• [Document segment]:
What she really likes are highlights, low lights, coloring, and relaxing hair. “Anything to do with the chemical aspect of it,” she said. “Because of my science background I like mixing stuff.”
Putting chemicals in a client’s hair is a high-risk enterprise. “You have to really know what you’re doing,” she said. “You mix the color with a developer in the right ratio.”

Coming to Park Avenue

Pandohie-Levien is grooming her daughter to be a stylist and wants to open a salon on Park Avenue in Weehawken.
“I’m Jamaican,” she said. “In my country we have a lot more updos, a lot more creative types of dos versus what they do here. I like to be creative in that way and challenge myself.
She said the job is more complicated than some people think.
“All products are different so you have to read the directions,” she said. “The timing depends on hair texture. [Also], you want to please the client. If a lady comes in looking not so great, she will expect you to work miracles. If you don’t do that, they’re not a happy client. If they come to you with a whole lot of gray, they won’t want one gray hair when you’re finished, or they’re not happy.”
She went on, “Some want a cut and they expect to look like a model, which is impossible. I’m up front and straight with the client.”
She added, “If you leave my chair happy, satisfied, and smiling, I did my job.”

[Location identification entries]
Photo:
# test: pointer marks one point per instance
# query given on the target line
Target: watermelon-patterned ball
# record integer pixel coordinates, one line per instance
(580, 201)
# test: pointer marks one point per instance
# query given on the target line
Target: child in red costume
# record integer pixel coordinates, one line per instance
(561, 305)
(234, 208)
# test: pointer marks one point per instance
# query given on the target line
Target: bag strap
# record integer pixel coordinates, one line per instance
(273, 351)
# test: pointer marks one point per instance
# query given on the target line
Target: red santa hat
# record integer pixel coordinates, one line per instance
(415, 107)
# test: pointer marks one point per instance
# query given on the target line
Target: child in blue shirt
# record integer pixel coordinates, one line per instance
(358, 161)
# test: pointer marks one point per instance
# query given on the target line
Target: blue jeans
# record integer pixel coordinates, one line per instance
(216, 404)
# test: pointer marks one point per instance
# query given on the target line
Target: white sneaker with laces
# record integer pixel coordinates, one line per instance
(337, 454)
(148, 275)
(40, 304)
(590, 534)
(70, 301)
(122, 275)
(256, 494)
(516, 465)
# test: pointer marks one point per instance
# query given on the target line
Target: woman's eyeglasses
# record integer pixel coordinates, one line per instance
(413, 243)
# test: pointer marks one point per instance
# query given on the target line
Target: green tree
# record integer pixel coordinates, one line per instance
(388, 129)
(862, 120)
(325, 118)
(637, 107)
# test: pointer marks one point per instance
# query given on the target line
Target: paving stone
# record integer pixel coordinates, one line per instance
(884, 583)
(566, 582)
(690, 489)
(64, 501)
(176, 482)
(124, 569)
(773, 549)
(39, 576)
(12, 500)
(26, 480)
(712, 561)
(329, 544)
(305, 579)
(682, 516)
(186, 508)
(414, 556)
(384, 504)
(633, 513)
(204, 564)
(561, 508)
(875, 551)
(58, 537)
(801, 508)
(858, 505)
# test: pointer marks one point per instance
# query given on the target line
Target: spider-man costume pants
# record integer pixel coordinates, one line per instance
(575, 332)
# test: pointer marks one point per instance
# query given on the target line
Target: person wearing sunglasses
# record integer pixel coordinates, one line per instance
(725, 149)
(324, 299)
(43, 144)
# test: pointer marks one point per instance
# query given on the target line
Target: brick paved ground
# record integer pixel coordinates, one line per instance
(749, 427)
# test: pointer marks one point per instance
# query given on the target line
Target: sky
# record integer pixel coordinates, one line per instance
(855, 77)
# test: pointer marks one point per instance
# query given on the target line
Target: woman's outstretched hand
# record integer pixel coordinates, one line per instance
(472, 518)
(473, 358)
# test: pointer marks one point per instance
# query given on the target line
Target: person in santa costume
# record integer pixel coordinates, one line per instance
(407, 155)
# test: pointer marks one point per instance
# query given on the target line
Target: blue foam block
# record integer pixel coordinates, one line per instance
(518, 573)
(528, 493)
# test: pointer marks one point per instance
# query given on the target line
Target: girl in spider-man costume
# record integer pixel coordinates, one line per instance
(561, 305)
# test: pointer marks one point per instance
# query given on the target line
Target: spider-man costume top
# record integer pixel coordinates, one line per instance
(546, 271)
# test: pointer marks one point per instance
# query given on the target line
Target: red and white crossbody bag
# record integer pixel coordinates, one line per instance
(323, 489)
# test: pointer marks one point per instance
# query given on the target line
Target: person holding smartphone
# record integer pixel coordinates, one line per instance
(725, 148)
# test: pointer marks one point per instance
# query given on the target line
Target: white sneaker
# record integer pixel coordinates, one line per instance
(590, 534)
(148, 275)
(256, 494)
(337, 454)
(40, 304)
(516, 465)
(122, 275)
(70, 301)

---

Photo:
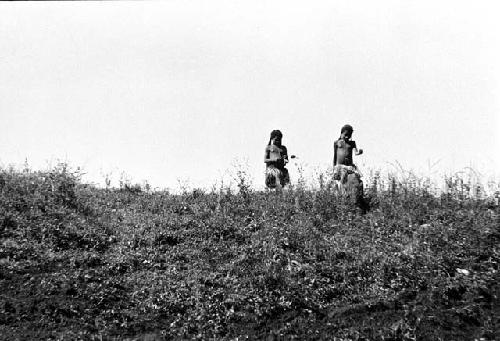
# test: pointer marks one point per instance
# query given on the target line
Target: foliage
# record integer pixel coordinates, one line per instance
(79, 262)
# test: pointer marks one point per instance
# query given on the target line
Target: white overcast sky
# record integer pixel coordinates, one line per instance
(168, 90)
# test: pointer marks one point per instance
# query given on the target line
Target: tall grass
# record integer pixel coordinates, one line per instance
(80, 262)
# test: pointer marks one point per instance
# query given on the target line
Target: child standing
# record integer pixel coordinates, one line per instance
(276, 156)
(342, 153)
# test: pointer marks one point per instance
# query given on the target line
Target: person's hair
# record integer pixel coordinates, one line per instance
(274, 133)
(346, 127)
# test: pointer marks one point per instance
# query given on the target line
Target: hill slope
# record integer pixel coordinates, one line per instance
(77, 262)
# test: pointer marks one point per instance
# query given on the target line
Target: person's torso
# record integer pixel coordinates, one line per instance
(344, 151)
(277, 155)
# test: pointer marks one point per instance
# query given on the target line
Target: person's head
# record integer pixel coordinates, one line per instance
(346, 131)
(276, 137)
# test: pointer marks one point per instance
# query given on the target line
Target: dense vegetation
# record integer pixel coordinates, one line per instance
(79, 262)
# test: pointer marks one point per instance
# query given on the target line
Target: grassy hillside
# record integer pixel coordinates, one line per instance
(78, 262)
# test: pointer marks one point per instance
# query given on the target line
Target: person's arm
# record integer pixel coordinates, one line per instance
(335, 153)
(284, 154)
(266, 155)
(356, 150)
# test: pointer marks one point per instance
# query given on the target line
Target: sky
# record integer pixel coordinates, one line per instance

• [Task to complete]: How would you render this sentence from the stylist profile in Spanish: "She said the job is more complicated than some people think."? Rely on the stylist profile alone, not on the items.

• [Full response]: Dijo que el trabajo es más complicado de lo que algunas personas piensan.